EXTRACT PROVIDED

══════════════════════════════

Saturday, January 21, 2012

On knowing

Question: Whaddayou know Joe?

Answer: Nothing.

"If you know something you are an idiot," says Philippe. "Every idiot, he knows something."

I have thought about this a little recently, it is starting to make more sense to me, for knowing implies something concrete, fixed, immovable. It is heavy.

It lacks thelightness in the joy of discovery for there is nothing left to discover once you know.
As artists can we ever allow ourselves to know, is that not the death of us?

It is hard to admit that we don't know something, we have to know because when we know we are clever, intelligent and can be rewarded.
But the unknown is where creativity lives and thrives. We have to learn to embrace the unknown, to love the unknown, to live in the unknown, it is the the unknown that will reward us, the unknown that will nourish us and the unknown where we will make discoveries for ourselves, where our spirits and imaginations can play.

It can be scary in the unknown, when things are unknown they are new, the new can be scary, scary because we don't know, because we haven't got a frame of reference, because there might be surprises.

Surprises? Gah! Run and hide!

Oh no! Give me the comfort of routine and the safety of the same old shit.
Let me tread the same known ground, repeating the same known ways and the same known approaches. At least I'll be safe.

But the safety the known grants is worthless. Worthless because it can't enrich lives, the known can't surprise an audience, it can't rock them and ask that they believe in magic because once we know how magic is done we immediately take away the magic and all we are left with is a trick.

To be truly alive is to live in the unknown
Our thrills come from the unknown, life breathes, in the unknown.
And it is only in the unknown that we can begin to discover our freedom.

So in class, trust the unknown, have faith in casting off and not knowing where we will go today. Embrace that part that is scared, hold its hand, build its confidence, learn to have courage in the unknown by constantly hanging out there. Take pleasure in it. Love it. Then you will discover new things, new ways to play, new ways to create, new ways to live, new ways to be.

══════════════════════════════

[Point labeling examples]

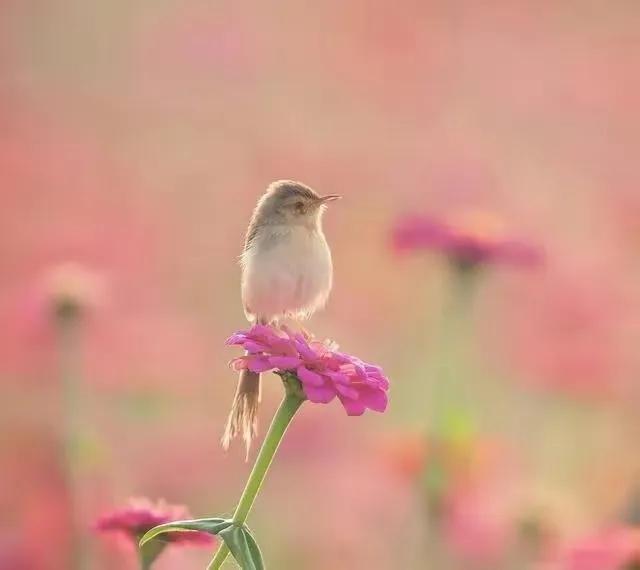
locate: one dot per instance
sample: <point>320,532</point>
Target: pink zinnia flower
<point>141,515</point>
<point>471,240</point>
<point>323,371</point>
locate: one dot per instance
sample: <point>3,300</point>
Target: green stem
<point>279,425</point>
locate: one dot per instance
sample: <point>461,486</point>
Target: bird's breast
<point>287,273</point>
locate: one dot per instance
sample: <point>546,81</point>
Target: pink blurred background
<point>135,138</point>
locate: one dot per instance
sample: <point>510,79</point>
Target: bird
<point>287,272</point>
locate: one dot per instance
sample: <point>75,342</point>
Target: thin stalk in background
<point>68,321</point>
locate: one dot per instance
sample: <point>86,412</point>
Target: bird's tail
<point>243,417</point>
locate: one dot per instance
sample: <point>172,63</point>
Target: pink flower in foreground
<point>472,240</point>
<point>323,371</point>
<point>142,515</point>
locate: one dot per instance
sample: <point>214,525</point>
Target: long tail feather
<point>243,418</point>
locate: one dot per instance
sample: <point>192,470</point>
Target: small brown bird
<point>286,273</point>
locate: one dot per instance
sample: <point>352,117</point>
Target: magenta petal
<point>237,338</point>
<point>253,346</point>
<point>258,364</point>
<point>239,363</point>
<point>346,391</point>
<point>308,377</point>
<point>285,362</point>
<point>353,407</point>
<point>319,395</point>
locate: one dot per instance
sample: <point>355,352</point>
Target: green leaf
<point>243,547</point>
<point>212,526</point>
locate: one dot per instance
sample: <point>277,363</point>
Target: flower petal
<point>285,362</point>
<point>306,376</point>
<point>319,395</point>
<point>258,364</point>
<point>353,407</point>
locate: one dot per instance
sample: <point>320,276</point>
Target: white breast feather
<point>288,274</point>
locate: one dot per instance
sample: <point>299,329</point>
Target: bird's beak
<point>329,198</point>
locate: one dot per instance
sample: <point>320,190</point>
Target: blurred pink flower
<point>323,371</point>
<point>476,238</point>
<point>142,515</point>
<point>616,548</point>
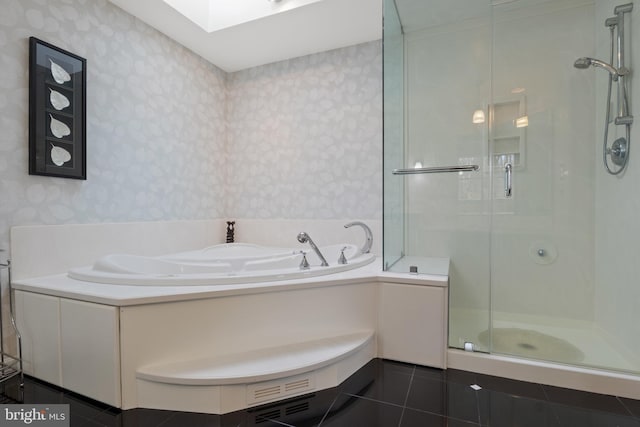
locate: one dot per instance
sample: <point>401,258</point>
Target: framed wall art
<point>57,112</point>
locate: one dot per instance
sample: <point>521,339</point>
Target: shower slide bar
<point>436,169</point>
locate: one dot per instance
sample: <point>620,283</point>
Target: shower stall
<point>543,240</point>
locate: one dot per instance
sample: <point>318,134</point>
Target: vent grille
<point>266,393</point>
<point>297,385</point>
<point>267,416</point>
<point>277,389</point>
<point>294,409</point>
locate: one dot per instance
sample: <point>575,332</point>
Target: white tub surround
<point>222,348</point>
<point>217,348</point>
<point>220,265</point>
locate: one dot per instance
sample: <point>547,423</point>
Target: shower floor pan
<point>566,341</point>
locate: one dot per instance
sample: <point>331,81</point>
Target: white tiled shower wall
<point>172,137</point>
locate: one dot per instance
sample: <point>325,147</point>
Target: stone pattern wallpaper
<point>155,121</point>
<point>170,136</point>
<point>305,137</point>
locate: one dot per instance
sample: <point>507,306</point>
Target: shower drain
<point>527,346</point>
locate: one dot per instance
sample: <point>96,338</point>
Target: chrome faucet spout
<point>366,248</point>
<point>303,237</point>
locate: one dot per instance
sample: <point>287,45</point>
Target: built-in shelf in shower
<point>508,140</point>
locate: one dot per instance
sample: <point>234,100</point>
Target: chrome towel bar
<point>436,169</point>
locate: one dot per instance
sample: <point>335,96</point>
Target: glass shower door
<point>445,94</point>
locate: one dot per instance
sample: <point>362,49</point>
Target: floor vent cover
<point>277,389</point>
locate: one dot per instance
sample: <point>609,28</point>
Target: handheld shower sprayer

══════════════════════════════

PROBLEMS AND TASKS
a) Write out, word for word, the passage of the post on knowing that opens with the words containing "It can be scary" and closes with "Run and hide!".
b) Go through the rows from their start through the line containing "<point>243,418</point>" and give every line again, shifting each coordinate in the answer points by adding 85 and keeping all other lines unchanged. Omit the pictures.

OUTPUTS IN ORDER
a)
It can be scary in the unknown, when things are unknown they are new, the new can be scary, scary because we don't know, because we haven't got a frame of reference, because there might be surprises.

Surprises? Gah! Run and hide!

b)
locate: one dot per instance
sample: <point>320,532</point>
Target: pink zinnia flower
<point>226,600</point>
<point>556,325</point>
<point>408,456</point>
locate: one dot per instance
sample: <point>3,300</point>
Target: green stem
<point>364,510</point>
locate: one dot per instance
sample: <point>461,486</point>
Target: bird's breast
<point>372,358</point>
locate: one dot per instance
sample: <point>546,81</point>
Target: pink blurred background
<point>220,223</point>
locate: one dot per instance
sample: <point>510,79</point>
Target: bird
<point>372,357</point>
locate: one dot per instance
sample: <point>75,342</point>
Target: thin stalk in background
<point>153,406</point>
locate: one dot per instance
sample: <point>86,412</point>
Target: bird's tail
<point>328,502</point>
locate: one dot per instance
sample: <point>172,63</point>
Target: pink flower in foreground
<point>557,325</point>
<point>408,456</point>
<point>227,600</point>
locate: one dot per instance
sample: <point>214,525</point>
Target: long tail feather
<point>328,503</point>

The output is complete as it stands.